:: WRITTEN TASK 1 ::
Summarize the contactor wiring thread in two sentences.
:: WRITTEN TASK 2 ::
Repeat the part of the contactor wiring thread between "# Contactor wiring" and "have two questions.", inclusive.

:: SOURCE EXTRACT ::
┌────────
# Contactor wiring



## rctous (Jun 18, 2008)

stormcrow said:


> So it turns out I am a moron and believe I have purchased the wrong contactor. The system in my car runs off of 72 volts. When I was ordering the contactor, I looked for one that said 72v on it and bought it. I have already recieved the contator and noticed that the 72v number that I saw was the coil size. So I have two questions.
> 
> 1) Am I correct in assuming that the coil size is the amount of juice it takes to activate this contactor?
> 2) If that is the case, is there any possible way to get a 72v coil to close with 12v, possibly by wiring in something before the contactor?
> ...


you can make it work by using the traction pack voltage to run through a 12 relay and trigger it that way,,,,,,,,,,,,,,,,,,,,,,,,but givin the choice and if you have time return it and get one with a 12 vdc coil I would do that instead,,, every extra part you add is more that can break


----------



## stormcrow (May 28, 2008)
└────────
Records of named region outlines
┌────────
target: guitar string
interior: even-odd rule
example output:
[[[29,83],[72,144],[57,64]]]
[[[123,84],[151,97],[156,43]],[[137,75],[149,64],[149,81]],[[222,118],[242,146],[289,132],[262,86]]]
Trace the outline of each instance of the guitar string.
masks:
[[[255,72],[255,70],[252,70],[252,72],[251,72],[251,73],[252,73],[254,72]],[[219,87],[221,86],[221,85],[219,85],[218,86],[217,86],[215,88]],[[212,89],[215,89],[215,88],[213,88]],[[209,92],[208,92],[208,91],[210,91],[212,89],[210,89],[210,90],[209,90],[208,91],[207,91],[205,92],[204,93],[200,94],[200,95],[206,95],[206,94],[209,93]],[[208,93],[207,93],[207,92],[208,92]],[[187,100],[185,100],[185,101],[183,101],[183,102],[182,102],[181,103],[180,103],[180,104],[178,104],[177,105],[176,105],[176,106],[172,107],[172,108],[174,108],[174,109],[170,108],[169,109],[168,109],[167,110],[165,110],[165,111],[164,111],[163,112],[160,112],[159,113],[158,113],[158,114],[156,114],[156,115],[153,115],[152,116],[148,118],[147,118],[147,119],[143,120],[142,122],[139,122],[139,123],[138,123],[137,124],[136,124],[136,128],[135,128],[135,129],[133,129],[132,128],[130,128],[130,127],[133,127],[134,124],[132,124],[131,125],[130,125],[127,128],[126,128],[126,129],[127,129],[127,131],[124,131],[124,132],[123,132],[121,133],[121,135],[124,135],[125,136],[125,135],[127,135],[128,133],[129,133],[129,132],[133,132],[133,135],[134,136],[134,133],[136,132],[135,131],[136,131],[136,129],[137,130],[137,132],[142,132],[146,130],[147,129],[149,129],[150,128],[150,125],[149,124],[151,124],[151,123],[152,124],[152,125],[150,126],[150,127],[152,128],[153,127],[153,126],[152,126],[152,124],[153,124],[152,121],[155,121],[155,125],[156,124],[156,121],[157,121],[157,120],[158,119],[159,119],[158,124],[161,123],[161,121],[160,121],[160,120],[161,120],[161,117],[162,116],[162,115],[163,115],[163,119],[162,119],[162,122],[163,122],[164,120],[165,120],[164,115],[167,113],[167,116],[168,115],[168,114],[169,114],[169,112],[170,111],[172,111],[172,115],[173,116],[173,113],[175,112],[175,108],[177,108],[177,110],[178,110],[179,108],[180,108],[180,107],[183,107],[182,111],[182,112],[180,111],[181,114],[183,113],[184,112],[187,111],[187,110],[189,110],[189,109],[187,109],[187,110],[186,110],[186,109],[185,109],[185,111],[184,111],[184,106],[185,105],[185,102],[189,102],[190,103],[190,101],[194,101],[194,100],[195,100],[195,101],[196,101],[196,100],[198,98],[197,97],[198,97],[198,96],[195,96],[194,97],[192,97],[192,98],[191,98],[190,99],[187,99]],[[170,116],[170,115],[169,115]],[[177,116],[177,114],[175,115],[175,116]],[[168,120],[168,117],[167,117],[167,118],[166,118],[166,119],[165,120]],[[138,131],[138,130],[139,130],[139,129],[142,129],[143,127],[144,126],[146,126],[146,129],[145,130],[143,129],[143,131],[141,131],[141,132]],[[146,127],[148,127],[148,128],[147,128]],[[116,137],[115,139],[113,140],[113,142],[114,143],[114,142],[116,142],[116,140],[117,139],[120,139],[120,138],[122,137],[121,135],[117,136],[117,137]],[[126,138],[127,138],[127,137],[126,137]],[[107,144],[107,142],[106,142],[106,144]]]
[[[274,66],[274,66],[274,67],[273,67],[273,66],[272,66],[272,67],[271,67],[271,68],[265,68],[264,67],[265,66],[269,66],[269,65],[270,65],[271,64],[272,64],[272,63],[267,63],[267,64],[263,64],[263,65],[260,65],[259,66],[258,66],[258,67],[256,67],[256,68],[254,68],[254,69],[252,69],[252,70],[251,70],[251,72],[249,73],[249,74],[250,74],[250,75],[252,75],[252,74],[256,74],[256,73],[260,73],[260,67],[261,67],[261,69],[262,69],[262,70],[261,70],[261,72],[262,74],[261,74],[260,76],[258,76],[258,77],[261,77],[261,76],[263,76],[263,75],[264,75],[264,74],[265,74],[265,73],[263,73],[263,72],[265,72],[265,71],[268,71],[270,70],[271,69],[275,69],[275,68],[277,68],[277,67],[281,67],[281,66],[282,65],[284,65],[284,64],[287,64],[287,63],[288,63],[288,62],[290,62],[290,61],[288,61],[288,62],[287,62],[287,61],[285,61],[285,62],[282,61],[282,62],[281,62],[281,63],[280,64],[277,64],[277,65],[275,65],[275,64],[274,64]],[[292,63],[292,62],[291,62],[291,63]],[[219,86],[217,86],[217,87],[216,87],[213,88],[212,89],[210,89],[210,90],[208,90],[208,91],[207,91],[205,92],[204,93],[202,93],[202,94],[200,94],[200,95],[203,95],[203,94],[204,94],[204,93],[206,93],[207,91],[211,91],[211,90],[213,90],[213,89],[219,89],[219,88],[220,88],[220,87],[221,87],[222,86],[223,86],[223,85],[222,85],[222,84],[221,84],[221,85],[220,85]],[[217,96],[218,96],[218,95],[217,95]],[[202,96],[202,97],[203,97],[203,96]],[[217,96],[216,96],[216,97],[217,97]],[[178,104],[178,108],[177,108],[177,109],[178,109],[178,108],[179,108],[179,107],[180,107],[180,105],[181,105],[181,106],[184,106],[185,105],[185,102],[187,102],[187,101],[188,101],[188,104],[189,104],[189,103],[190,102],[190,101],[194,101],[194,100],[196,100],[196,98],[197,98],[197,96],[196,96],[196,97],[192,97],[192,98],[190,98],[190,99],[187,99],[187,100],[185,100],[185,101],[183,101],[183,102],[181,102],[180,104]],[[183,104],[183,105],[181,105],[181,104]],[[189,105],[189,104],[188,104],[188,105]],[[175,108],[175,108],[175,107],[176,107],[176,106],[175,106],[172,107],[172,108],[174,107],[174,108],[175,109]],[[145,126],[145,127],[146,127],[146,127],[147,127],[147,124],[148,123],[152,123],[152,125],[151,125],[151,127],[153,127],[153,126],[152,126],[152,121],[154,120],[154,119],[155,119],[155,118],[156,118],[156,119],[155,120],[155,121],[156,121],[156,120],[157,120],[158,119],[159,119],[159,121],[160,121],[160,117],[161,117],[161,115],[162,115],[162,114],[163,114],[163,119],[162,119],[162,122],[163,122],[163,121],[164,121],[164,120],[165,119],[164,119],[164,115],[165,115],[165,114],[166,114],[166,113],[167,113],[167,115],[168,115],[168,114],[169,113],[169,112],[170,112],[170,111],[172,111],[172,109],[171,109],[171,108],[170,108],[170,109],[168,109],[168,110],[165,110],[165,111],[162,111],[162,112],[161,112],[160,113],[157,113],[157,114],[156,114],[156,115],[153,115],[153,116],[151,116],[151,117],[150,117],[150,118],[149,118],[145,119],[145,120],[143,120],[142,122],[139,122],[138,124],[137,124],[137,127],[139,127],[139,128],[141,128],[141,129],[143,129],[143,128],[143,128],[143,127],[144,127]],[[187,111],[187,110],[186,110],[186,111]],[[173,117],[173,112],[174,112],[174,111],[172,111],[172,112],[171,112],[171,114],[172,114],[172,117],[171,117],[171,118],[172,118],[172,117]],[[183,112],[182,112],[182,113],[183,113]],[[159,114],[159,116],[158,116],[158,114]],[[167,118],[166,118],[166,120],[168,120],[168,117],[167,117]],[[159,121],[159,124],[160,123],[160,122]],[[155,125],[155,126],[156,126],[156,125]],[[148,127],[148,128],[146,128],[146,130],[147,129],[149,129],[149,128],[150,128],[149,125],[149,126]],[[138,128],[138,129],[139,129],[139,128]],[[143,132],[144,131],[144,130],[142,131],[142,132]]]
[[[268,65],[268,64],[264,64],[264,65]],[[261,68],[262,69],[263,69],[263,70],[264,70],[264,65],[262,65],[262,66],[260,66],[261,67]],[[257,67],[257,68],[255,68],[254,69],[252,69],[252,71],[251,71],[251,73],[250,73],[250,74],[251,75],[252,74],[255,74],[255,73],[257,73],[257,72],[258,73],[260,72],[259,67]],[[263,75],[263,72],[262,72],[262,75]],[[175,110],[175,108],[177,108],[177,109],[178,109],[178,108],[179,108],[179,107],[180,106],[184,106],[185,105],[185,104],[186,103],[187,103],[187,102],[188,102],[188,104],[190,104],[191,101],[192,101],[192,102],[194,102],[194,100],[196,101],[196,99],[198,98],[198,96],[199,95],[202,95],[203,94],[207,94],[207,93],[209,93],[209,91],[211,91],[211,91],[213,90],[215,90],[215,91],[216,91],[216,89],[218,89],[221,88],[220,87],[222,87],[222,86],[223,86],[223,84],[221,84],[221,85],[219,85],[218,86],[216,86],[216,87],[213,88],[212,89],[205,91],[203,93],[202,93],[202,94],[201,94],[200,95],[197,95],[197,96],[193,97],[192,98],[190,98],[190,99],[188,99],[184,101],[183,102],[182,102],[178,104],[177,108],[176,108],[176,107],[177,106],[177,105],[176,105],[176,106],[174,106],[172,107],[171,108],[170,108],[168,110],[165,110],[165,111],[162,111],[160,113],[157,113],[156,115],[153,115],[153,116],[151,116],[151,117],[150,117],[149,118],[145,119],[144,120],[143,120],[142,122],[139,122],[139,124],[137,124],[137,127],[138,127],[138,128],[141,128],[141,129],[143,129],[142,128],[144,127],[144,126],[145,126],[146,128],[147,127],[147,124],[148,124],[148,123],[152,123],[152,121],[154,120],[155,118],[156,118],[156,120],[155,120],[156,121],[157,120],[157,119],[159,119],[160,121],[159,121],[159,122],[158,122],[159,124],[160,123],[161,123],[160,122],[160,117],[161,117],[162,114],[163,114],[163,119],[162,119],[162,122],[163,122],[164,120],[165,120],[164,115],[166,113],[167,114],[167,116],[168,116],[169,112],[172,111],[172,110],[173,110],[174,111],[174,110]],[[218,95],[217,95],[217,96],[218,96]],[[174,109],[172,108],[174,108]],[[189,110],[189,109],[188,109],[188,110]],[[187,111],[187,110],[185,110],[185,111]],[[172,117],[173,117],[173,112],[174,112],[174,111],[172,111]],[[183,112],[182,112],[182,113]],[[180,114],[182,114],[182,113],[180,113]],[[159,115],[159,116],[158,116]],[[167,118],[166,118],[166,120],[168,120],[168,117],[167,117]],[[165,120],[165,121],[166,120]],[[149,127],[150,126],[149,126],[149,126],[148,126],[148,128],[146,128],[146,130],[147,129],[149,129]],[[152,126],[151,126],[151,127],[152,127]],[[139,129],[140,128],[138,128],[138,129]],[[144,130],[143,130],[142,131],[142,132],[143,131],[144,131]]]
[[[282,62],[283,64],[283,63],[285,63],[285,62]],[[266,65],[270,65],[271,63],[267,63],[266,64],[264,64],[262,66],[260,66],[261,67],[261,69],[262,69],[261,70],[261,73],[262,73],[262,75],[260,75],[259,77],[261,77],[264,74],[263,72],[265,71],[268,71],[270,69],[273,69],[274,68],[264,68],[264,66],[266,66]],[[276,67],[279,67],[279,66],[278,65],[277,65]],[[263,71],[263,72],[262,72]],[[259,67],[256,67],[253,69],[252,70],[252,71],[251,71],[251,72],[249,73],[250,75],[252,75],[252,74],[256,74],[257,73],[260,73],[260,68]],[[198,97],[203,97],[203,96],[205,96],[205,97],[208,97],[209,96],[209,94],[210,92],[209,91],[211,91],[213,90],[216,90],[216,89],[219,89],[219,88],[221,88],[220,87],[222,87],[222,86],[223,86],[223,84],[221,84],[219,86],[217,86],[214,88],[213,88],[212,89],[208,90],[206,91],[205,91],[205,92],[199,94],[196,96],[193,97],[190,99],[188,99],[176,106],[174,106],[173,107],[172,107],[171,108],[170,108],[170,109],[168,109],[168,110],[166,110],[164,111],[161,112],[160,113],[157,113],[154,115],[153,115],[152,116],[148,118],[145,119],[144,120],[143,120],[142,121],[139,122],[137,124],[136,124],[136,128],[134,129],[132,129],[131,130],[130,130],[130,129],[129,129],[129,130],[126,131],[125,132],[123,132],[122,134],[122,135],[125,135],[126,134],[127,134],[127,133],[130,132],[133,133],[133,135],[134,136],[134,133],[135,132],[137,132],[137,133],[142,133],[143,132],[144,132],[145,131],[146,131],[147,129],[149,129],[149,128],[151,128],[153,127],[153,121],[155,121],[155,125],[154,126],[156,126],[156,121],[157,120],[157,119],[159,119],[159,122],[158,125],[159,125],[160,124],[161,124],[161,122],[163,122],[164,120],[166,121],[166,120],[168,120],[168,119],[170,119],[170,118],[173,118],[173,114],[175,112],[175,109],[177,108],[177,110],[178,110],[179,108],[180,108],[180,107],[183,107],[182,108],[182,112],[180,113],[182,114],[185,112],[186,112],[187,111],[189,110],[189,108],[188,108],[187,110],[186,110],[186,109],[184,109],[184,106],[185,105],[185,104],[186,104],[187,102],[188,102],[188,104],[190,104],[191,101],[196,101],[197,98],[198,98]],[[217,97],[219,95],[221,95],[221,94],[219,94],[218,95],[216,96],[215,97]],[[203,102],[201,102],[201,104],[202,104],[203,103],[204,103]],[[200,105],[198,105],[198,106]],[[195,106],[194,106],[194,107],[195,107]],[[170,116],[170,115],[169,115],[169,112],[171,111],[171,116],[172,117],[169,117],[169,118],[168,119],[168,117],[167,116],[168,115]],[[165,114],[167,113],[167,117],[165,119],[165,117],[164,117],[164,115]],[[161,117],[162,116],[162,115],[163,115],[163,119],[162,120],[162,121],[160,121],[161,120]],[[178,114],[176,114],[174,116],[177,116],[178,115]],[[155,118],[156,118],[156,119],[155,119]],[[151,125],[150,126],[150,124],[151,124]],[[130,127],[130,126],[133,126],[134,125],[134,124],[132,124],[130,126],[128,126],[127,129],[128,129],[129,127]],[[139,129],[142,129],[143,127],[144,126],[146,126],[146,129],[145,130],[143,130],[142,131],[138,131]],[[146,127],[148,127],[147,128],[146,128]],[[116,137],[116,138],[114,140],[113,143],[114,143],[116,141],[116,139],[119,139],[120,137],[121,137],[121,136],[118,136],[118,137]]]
└────────
:: RIGHT ANSWER 1 ::
A poster whose car system runs on 72 volts bought a contactor marked 72v, then noticed that figure was the coil size, and asked whether that is what it takes to activate the contactor and whether a 72v coil could be made to close with 12v. A reply says it can work by running the traction pack voltage through a 12 relay to trigger it, but advises returning it for one with a 12 VDC coil if there is time, since every extra part is more that can break.

:: RIGHT ANSWER 2 ::
# Contactor wiring



## rctous (Jun 18, 2008)

stormcrow said:


> So it turns out I am a moron and believe I have purchased the wrong contactor. The system in my car runs off of 72 volts. When I was ordering the contactor, I looked for one that said 72v on it and bought it. I have already recieved the contator and noticed that the 72v number that I saw was the coil size. So I have two questions.